**The data:**
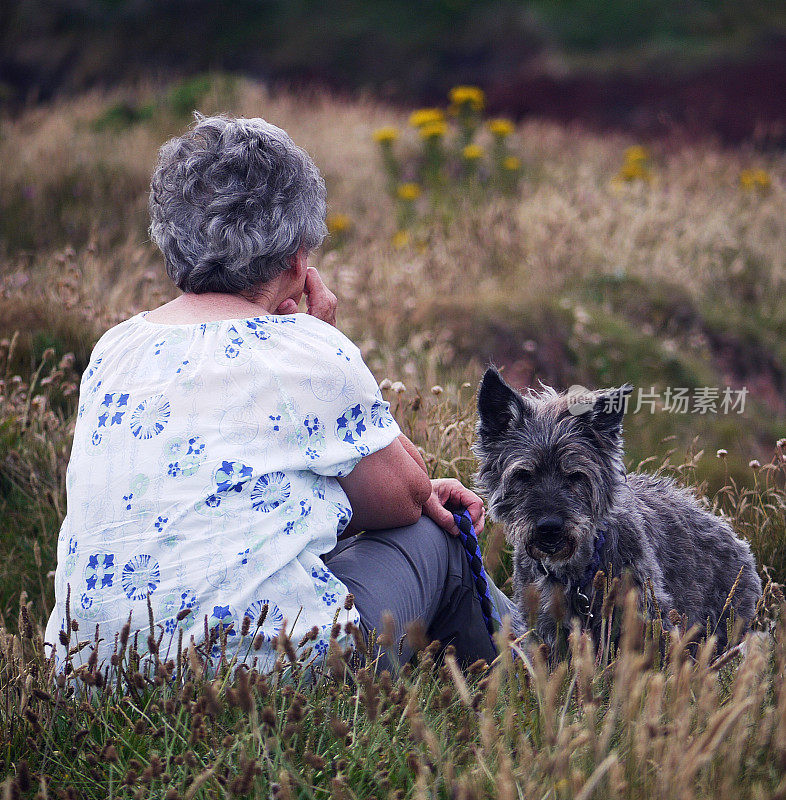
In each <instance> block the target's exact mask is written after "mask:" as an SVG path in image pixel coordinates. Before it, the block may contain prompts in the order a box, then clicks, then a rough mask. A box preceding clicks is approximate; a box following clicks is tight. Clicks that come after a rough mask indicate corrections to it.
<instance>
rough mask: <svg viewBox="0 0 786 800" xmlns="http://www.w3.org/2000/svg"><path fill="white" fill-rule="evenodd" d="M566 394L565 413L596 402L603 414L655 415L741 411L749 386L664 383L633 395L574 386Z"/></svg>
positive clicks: (705, 413)
mask: <svg viewBox="0 0 786 800" xmlns="http://www.w3.org/2000/svg"><path fill="white" fill-rule="evenodd" d="M566 397H567V400H568V412H569V413H570V414H572V415H573V416H579V415H581V414H586V413H587V412H588V411H592V410H593V409H594V408H595V407H596V404H597V403H599V402H600V403H601V405H600V406H599V408H598V410H599V411H602V412H604V413H606V414H611V413H619V412H628V411H631V412H632V413H633V414H639V413H645V414H654V413H655V412H656V411H663V412H665V413H667V414H700V415H707V414H743V413H744V412H745V401H746V399H747V397H748V388H747V386H743V387H742V388H740V389H733V388H732V387H731V386H725V387H722V388H721V387H717V386H696V387H694V388H693V389H690V388H688V387H686V386H667V387H666V388H665V389H663V390H662V391H658V390H656V389H655V387H654V386H650V387H649V389H642V388H639V389H637V390H636V392H635V396H634V394H624V393H622V392H610V393H608V394H604V393H603V392H593V391H591V390H590V389H587V388H585V387H584V386H580V385H575V386H571V387H570V388H569V389H568V391H567V393H566Z"/></svg>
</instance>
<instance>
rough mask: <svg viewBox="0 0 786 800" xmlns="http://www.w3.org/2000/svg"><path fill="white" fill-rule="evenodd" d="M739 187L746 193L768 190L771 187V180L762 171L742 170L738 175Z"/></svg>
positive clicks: (755, 170) (770, 178)
mask: <svg viewBox="0 0 786 800" xmlns="http://www.w3.org/2000/svg"><path fill="white" fill-rule="evenodd" d="M740 186H741V187H742V188H743V189H746V190H748V191H751V190H753V189H769V188H770V187H771V186H772V178H771V177H770V174H769V172H767V170H764V169H744V170H743V171H742V172H741V173H740Z"/></svg>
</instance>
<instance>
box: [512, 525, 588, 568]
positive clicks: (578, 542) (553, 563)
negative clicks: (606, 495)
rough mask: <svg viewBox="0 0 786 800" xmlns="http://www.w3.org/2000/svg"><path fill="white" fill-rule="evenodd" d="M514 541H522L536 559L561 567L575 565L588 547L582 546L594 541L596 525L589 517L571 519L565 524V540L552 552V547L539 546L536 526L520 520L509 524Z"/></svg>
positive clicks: (564, 534) (519, 541) (529, 556)
mask: <svg viewBox="0 0 786 800" xmlns="http://www.w3.org/2000/svg"><path fill="white" fill-rule="evenodd" d="M508 529H509V530H510V531H511V533H512V537H511V538H512V539H513V541H514V542H520V543H521V544H522V545H523V547H524V551H525V552H526V553H527V555H528V556H529V557H530V558H531V559H533V560H534V561H546V562H548V563H550V564H554V565H558V566H560V567H567V566H574V564H573V562H574V561H576V562H578V561H580V560H581V559H582V558H583V557H584V556H585V553H584V551H585V550H587V549H588V548H587V547H582V543H583V542H585V541H592V539H593V537H594V526H593V524H592V521H591V520H590V519H588V518H586V517H585V518H582V519H579V520H569V521H568V522H567V523H566V526H565V532H564V535H563V539H564V542H561V543H560V546H559V547H558V549H556V550H553V551H551V552H550V550H551V548H547V549H543V548H541V547H539V546H538V544H537V542H536V541H535V537H534V528H533V526H532V525H530V524H529V523H527V522H525V521H522V520H519V521H516V522H513V523H512V524H509V525H508Z"/></svg>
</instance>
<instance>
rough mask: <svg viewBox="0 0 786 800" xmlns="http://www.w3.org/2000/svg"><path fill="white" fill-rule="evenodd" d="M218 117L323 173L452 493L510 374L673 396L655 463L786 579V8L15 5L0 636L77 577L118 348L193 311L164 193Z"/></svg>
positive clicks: (387, 362)
mask: <svg viewBox="0 0 786 800" xmlns="http://www.w3.org/2000/svg"><path fill="white" fill-rule="evenodd" d="M194 110H199V111H201V112H203V113H206V114H210V113H216V112H227V113H231V114H238V115H244V116H263V117H265V118H266V119H268V120H269V121H270V122H273V123H275V124H277V125H280V126H281V127H283V128H285V129H286V130H287V131H288V132H289V133H290V134H291V135H292V137H293V138H294V140H295V141H296V142H297V143H298V144H300V145H301V146H303V147H305V148H306V149H307V150H308V151H309V153H311V155H312V156H313V157H314V159H315V161H316V163H317V164H318V166H319V167H320V169H321V170H322V172H323V174H324V176H325V179H326V182H327V186H328V194H329V217H328V224H329V228H330V231H331V236H330V238H329V239H328V241H327V242H326V243H325V245H324V247H323V248H322V249H321V251H320V252H319V253H316V254H314V256H313V259H312V263H314V264H315V265H316V266H318V267H319V268H320V270H321V272H322V274H323V275H324V276H325V278H326V280H327V282H328V283H329V285H331V287H332V288H333V289H334V291H336V293H337V294H338V296H339V298H340V301H341V306H340V318H339V324H340V327H341V328H342V329H343V330H344V331H345V332H346V333H347V334H348V335H349V336H350V337H352V338H353V339H354V340H355V341H356V342H358V344H359V345H360V347H361V348H362V351H363V353H364V356H365V358H366V360H367V362H368V364H369V365H370V367H371V369H372V370H373V371H374V373H375V375H376V376H377V378H378V380H380V381H381V382H382V383H383V385H384V386H387V387H389V388H386V389H385V392H386V394H387V396H388V398H389V399H390V400H391V401H392V403H393V407H394V410H395V412H396V414H397V416H398V418H399V420H400V422H401V424H402V426H403V428H404V429H405V430H406V431H408V432H409V433H410V434H411V436H412V438H413V439H414V440H415V442H416V443H417V444H418V445H420V446H421V448H422V449H423V451H424V455H425V457H426V460H427V462H428V464H429V468H430V469H431V471H432V473H433V474H434V475H435V476H436V475H443V474H444V475H457V476H459V477H461V478H462V479H464V480H466V481H470V480H471V473H472V470H473V468H474V462H473V459H472V456H471V452H470V449H469V445H470V442H471V439H472V429H473V417H472V415H473V393H474V389H475V386H476V385H477V380H478V379H479V377H480V375H481V374H482V371H483V369H484V367H485V365H487V364H488V363H489V362H494V363H495V364H497V365H499V366H500V367H503V368H504V369H505V375H506V376H507V378H508V380H509V381H511V382H512V383H513V384H515V385H517V386H520V387H525V386H537V385H538V383H539V381H544V382H545V383H548V384H551V385H553V386H555V387H557V388H558V389H566V388H567V387H569V386H571V385H573V384H581V385H584V386H588V387H591V388H599V387H604V386H611V385H619V384H621V383H622V382H624V381H628V382H630V383H632V384H634V386H635V387H636V389H637V390H639V389H641V390H642V391H643V392H645V393H647V394H648V395H650V396H651V397H656V398H657V400H656V402H655V404H654V406H652V407H651V406H649V405H645V406H644V407H643V409H641V410H639V412H638V413H631V414H629V415H628V416H627V418H626V423H625V424H626V436H627V456H628V463H629V466H631V467H635V466H637V465H639V464H644V465H645V466H646V468H648V469H656V468H658V467H660V466H662V465H665V468H667V469H670V470H674V471H676V472H677V474H678V475H679V476H680V477H681V479H684V480H687V481H689V482H693V483H698V484H700V485H701V486H702V488H703V490H705V491H706V492H707V493H708V494H709V495H710V496H711V497H713V498H714V499H715V500H716V502H718V503H719V504H720V506H719V507H723V508H724V509H725V510H727V512H728V513H729V514H730V515H732V516H733V517H734V520H735V522H736V524H737V525H738V529H741V530H743V531H746V532H747V533H748V535H749V536H750V538H751V540H752V541H754V544H755V547H756V552H757V555H759V557H760V559H761V560H762V561H763V563H765V564H769V565H771V566H774V568H775V569H776V574H778V575H781V576H782V575H783V574H786V547H784V546H783V535H784V529H786V517H785V515H784V509H786V502H784V499H783V498H784V493H783V491H782V488H783V475H784V458H783V456H784V448H786V442H783V443H781V444H779V445H777V446H776V442H778V440H779V439H781V437H783V436H784V435H786V399H785V398H786V308H785V307H784V303H783V297H784V289H785V288H786V215H784V199H786V198H785V196H784V195H785V192H784V189H785V187H786V156H785V154H784V148H786V4H784V3H783V2H782V0H635V1H634V0H528V2H513V1H512V0H493V1H492V0H477V1H475V2H470V1H469V0H421V1H420V2H404V0H363V2H359V1H354V0H337V1H336V2H333V3H323V2H316V0H297V1H295V0H264V1H262V0H257V1H253V0H237V2H226V1H222V2H217V1H216V0H4V2H3V3H2V4H1V5H0V165H1V166H0V543H2V545H3V548H2V549H3V552H8V553H10V554H15V557H13V558H11V557H9V558H8V559H5V560H4V563H3V564H2V565H0V585H2V587H3V590H2V595H0V622H1V621H2V614H3V613H4V611H7V610H8V609H9V608H11V606H13V605H14V604H15V603H16V601H17V598H18V596H19V591H20V589H21V588H22V586H23V585H26V584H27V589H28V591H30V592H31V593H33V594H35V595H36V596H37V597H39V598H45V597H46V596H47V592H48V591H49V590H48V588H47V589H45V586H44V578H41V582H40V586H39V587H37V588H36V587H35V586H34V587H30V586H29V582H26V580H25V576H28V575H35V574H36V572H38V574H39V576H41V575H44V576H45V575H46V571H47V570H48V569H50V568H51V565H52V564H53V563H54V544H55V541H56V533H57V529H58V527H59V523H60V520H61V519H62V515H63V513H64V510H65V501H64V485H65V465H66V463H67V459H68V453H69V449H70V442H71V433H72V430H73V423H74V419H75V413H76V402H77V386H78V382H79V379H80V377H81V372H82V370H83V369H84V368H85V365H86V364H87V360H88V357H89V353H90V350H91V348H92V346H93V345H94V343H95V341H96V340H97V338H98V336H100V335H101V333H102V332H103V331H105V330H106V329H107V328H108V327H109V326H111V325H113V324H115V323H116V322H118V321H120V320H122V319H125V318H127V317H128V316H130V315H132V314H134V313H136V312H137V311H139V310H142V309H145V308H151V307H154V306H156V305H159V304H160V303H162V302H165V301H166V300H168V299H170V298H171V297H173V296H174V290H173V287H172V286H171V285H170V284H169V283H168V281H167V279H166V276H165V274H164V270H163V266H162V263H161V258H160V254H159V253H158V252H157V251H156V249H155V248H154V247H153V246H152V244H151V243H150V241H149V237H148V235H147V225H148V217H147V192H148V186H149V179H150V173H151V171H152V169H153V165H154V163H155V157H156V151H157V149H158V148H159V147H160V145H161V144H162V143H163V142H164V141H166V139H167V138H169V137H171V136H174V135H177V134H178V133H181V132H182V131H183V130H184V129H185V128H186V127H187V126H188V125H189V124H190V122H191V120H192V118H193V112H194ZM676 388H681V389H685V390H686V391H687V392H688V395H689V403H688V406H687V407H686V408H685V409H684V410H682V411H680V410H675V409H674V408H673V407H670V405H669V399H668V398H669V397H670V395H669V394H668V392H669V391H672V390H674V389H676ZM705 389H710V390H712V391H714V392H716V393H717V394H716V395H715V398H716V402H715V404H714V406H712V407H706V406H705V409H704V412H702V411H700V410H699V409H698V408H697V407H696V405H695V399H696V398H697V396H699V395H700V393H701V392H702V391H703V390H705ZM726 390H728V391H729V392H733V393H734V397H735V398H736V397H739V393H740V392H742V393H744V394H745V400H744V406H743V408H742V409H741V413H738V411H740V408H739V406H737V407H736V408H732V409H728V408H727V409H726V413H724V412H723V409H722V408H721V398H722V396H723V392H724V391H726ZM634 401H635V396H634ZM749 491H750V492H755V495H747V494H745V493H746V492H749ZM754 500H755V502H754ZM764 509H767V510H766V513H765V510H764ZM33 543H35V546H36V547H38V548H39V552H38V555H36V554H35V551H34V547H33ZM16 556H18V557H16ZM41 565H43V566H41Z"/></svg>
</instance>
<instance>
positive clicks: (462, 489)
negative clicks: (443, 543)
mask: <svg viewBox="0 0 786 800" xmlns="http://www.w3.org/2000/svg"><path fill="white" fill-rule="evenodd" d="M446 506H447V507H446ZM460 508H466V509H467V511H469V516H470V518H471V519H472V524H473V525H474V526H475V533H480V532H481V531H482V530H483V523H484V522H485V519H486V509H485V508H484V507H483V500H481V498H480V497H478V496H477V495H476V494H475V492H472V491H470V490H469V489H467V488H466V487H465V486H464V485H463V484H462V483H461V482H460V481H457V480H456V479H455V478H438V479H436V480H433V481H431V497H429V499H428V500H426V504H425V505H424V506H423V513H424V514H425V515H426V516H427V517H430V518H431V519H433V520H434V522H436V523H437V525H439V527H440V528H442V529H443V530H444V531H447V532H448V533H449V534H451V535H452V536H458V535H459V529H458V526H457V525H456V522H455V520H454V519H453V511H451V510H449V509H454V510H456V511H458V510H459V509H460Z"/></svg>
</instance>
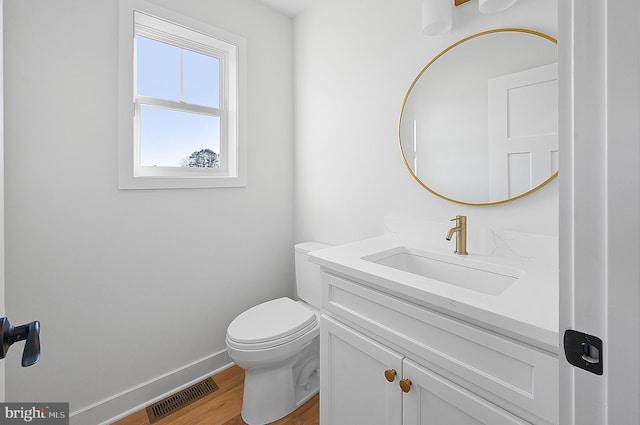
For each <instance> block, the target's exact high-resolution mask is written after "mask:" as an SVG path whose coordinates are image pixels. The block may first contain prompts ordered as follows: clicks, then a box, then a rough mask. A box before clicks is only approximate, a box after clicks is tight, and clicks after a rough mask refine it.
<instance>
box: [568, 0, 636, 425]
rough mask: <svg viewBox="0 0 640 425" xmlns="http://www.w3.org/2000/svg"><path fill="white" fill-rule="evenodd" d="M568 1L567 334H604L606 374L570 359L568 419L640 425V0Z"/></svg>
mask: <svg viewBox="0 0 640 425" xmlns="http://www.w3.org/2000/svg"><path fill="white" fill-rule="evenodd" d="M558 4H559V15H558V16H559V30H560V34H559V37H558V38H559V40H560V41H559V48H560V55H559V57H560V70H559V76H560V80H559V81H560V96H559V99H560V120H559V122H560V143H561V146H560V150H561V152H562V153H563V154H562V155H561V157H560V171H559V173H560V174H559V175H560V332H561V339H562V334H563V333H564V331H565V330H567V329H575V330H577V331H580V332H584V333H587V334H590V335H595V336H598V337H600V338H601V339H602V340H603V350H602V353H601V357H600V361H601V362H602V364H603V374H602V375H595V374H592V373H589V372H587V371H584V370H582V369H579V368H576V367H573V366H571V365H569V363H568V362H567V361H565V359H564V356H562V355H561V359H560V360H561V361H560V365H561V366H560V394H561V395H560V406H561V412H560V415H561V416H560V423H561V424H562V425H578V424H581V425H582V424H584V425H626V424H639V423H640V404H639V403H638V400H640V367H639V361H638V359H639V358H640V343H639V341H640V338H639V337H640V290H639V288H640V270H639V267H640V266H639V265H638V263H639V262H640V261H639V259H640V247H639V243H638V241H639V240H640V231H639V221H640V211H639V209H640V174H639V171H638V170H639V169H640V106H639V105H640V60H639V55H640V53H639V52H640V50H639V49H638V48H636V45H637V42H638V40H640V4H639V2H637V1H618V0H608V1H584V0H566V1H565V0H563V1H559V2H558ZM565 152H566V153H567V154H566V155H565V154H564V153H565ZM561 343H562V342H561Z"/></svg>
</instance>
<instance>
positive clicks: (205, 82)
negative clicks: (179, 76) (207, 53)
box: [182, 50, 220, 108]
mask: <svg viewBox="0 0 640 425" xmlns="http://www.w3.org/2000/svg"><path fill="white" fill-rule="evenodd" d="M182 54H183V57H182V61H183V65H182V66H183V72H184V75H183V78H184V82H183V84H184V100H185V102H188V103H193V104H197V105H205V106H210V107H213V108H219V107H220V59H218V58H214V57H211V56H207V55H203V54H201V53H196V52H192V51H190V50H183V53H182Z"/></svg>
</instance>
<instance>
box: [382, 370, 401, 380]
mask: <svg viewBox="0 0 640 425" xmlns="http://www.w3.org/2000/svg"><path fill="white" fill-rule="evenodd" d="M397 374H398V372H396V370H395V369H387V370H385V371H384V377H385V378H387V381H389V382H393V381H395V380H396V375H397Z"/></svg>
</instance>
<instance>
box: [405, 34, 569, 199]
mask: <svg viewBox="0 0 640 425" xmlns="http://www.w3.org/2000/svg"><path fill="white" fill-rule="evenodd" d="M557 99H558V67H557V41H556V39H554V38H553V37H550V36H548V35H545V34H542V33H539V32H536V31H531V30H525V29H518V28H503V29H496V30H490V31H485V32H482V33H478V34H475V35H472V36H470V37H467V38H465V39H463V40H460V41H459V42H457V43H455V44H453V45H451V46H450V47H448V48H447V49H445V50H444V51H442V52H441V53H440V54H438V55H437V56H436V57H435V58H433V59H432V60H431V61H430V62H429V63H428V64H427V65H426V66H425V67H424V68H423V69H422V71H420V73H419V74H418V76H417V77H416V79H415V80H414V81H413V83H412V84H411V86H410V87H409V90H408V92H407V94H406V96H405V98H404V101H403V104H402V110H401V112H400V120H399V125H398V139H399V143H400V150H401V152H402V156H403V159H404V162H405V164H406V166H407V168H408V169H409V171H410V172H411V174H412V175H413V177H414V178H415V179H416V180H417V181H418V182H419V183H420V184H421V185H422V186H423V187H424V188H425V189H427V190H429V191H430V192H432V193H433V194H435V195H437V196H439V197H441V198H444V199H447V200H449V201H452V202H457V203H460V204H466V205H493V204H499V203H503V202H507V201H510V200H514V199H517V198H520V197H522V196H525V195H527V194H529V193H531V192H533V191H535V190H538V189H539V188H541V187H542V186H544V185H545V184H547V183H548V182H549V181H551V180H552V179H553V178H555V177H556V176H557V174H558V172H557V171H558V102H557Z"/></svg>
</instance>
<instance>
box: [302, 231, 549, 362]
mask: <svg viewBox="0 0 640 425" xmlns="http://www.w3.org/2000/svg"><path fill="white" fill-rule="evenodd" d="M403 246H404V247H406V246H410V247H411V248H413V249H418V250H424V251H425V252H430V253H434V254H436V255H437V256H439V257H440V258H446V259H447V260H451V262H455V263H457V264H460V265H472V264H476V265H477V264H479V263H486V264H490V265H494V266H498V267H509V268H513V269H518V270H519V271H520V273H519V278H518V280H517V281H516V282H515V283H513V284H512V285H511V286H510V287H508V288H507V289H506V290H505V291H504V292H502V293H500V294H498V295H488V294H484V293H481V292H477V291H475V290H471V289H465V288H463V287H459V286H456V285H452V284H447V283H443V282H440V281H438V280H434V279H430V278H427V277H424V276H420V275H417V274H413V273H409V272H406V271H402V270H398V269H395V268H392V267H388V266H385V265H381V264H377V263H375V262H372V261H368V260H365V259H363V257H368V256H371V255H374V254H376V253H379V252H382V251H387V250H391V249H394V248H398V247H403ZM453 247H455V243H453V242H452V243H451V244H450V245H447V248H448V249H446V250H445V249H443V248H442V247H437V248H434V247H433V246H430V247H427V246H420V244H419V242H416V241H415V240H413V241H411V245H407V241H406V240H403V239H402V238H400V237H396V236H394V235H386V236H380V237H376V238H371V239H365V240H362V241H357V242H352V243H347V244H344V245H339V246H334V247H330V248H325V249H321V250H318V251H314V252H312V253H311V254H310V256H309V261H311V262H313V263H316V264H319V265H320V266H322V267H324V268H326V269H328V270H330V271H332V272H335V273H338V274H341V275H343V276H346V277H348V278H352V279H356V280H358V281H359V282H361V283H362V284H364V285H367V286H370V287H372V288H375V289H377V290H380V291H382V292H385V293H387V294H390V295H394V296H396V297H399V298H402V299H405V300H407V301H411V302H413V303H416V304H419V305H423V306H426V307H429V308H433V309H435V310H437V311H440V312H442V313H445V314H449V315H451V316H454V317H457V318H460V319H462V320H465V321H467V322H469V323H472V324H475V325H477V326H480V327H483V328H486V329H489V330H492V331H494V332H497V333H500V334H503V335H506V336H508V337H511V338H515V339H518V340H520V341H523V342H525V343H528V344H531V345H534V346H537V347H539V348H541V349H544V350H546V351H550V352H553V353H556V354H557V353H558V352H559V338H558V267H557V265H555V264H550V263H549V262H545V261H536V260H535V259H531V258H518V257H517V256H508V257H507V256H495V255H483V254H474V253H473V252H472V250H470V253H469V255H468V256H461V255H455V254H454V253H453V252H452V248H453Z"/></svg>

**Required work:** All lines with the word "target" should be copied from the material above.

**Result for this task:**
In each <instance> block the target's exact mask is written after "mask:" as an SVG path in image pixel coordinates. Before it, the block may contain prompts in the order a box, then clicks, then a rough mask. A box preceding clicks is approximate; a box following clicks is tight. Clicks that come after a rough mask indicate corrections to it.
For each <instance> block, the target's exact high-resolution mask is written after "mask:" as an SVG path whose coordinates are image pixels. The block may first contain prompts ordered as follows: clicks, then a box, then a rough mask. A box before clicks is only approximate, a box after clicks is tight, and clicks after a rough mask refine it.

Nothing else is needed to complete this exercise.